_Excerpt provided_
==================================================

In such a case, the topology calculating unit 20 identifies the paths for distributing “update” requests to the respective nodes 2 to 5, based on the location information. The topology calculating unit 20 then outputs the “update” request storing the path information indicating the identified paths to the internode request parallel-transmitting unit 21, as indicated by (7) in FIG. 5. In turn, the internode request parallel-transmitting unit 21 transmits the “update” request to the next node designated by the path information, as indicated by (8) in FIG. 5.

Referring now to FIG. 6, an example operation to be performed by the node 2 serving as a start node when having obtained an “updated” request is described. FIG. 6 is a diagram for explaining an example operation to be performed by a start node according to the first embodiment when having received an “updated” request. For example, when having obtained an “updated” request as indicated by (1) in FIG. 6, the request transmitter determining unit 11 outputs the “updated” request to the internode request receiving unit 14 as indicated by (2) in FIG. 6. In such a case, the internode request receiving unit 14 outputs the “updated” request to the internode request processing unit 15, as indicated by (3) in FIG. 6.

In turn, the internode request processing unit 15 deletes the pre-updated replica A1 from the data storing unit 16 as indicated by (4) in FIG. 6, and instructs the request issuing unit 17 to output a “Put” response. In such a case, the request issuing unit 17 causes the request issuance authorizing unit 18 to determine whether to output a “Put” response, as indicated by (5) in FIG. 6. When having obtained a notification to output a “Put” response, the request issuing unit 17 instructs the client location determining unit 22 to output a “Put” response, as indicated by (6) in FIG. 6.

In turn, the client location determining unit 22 obtains, from the client location storing unit 19, the location information about the client 7 to be the transmission destination of the “Put” response, and outputs the “Put” response and the obtained location information to the client request transmitting unit 23, as indicated by (7) in FIG. 6. In such a case, the client request transmitting unit 23 transmits the “Put” response to the client 7 via the network interface 10 and the IP network 8, as indicated by (8) in FIG. 6.

==================================================

_Task directions_
According to the excerpt above, what does the internode request processing unit 15 delete from the data storing unit 16?

[Location identification items]
==================================================

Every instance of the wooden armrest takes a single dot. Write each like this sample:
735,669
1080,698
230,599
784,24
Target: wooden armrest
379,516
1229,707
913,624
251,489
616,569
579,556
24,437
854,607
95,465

==================================================

_Finished task_
The pre-updated replica A1.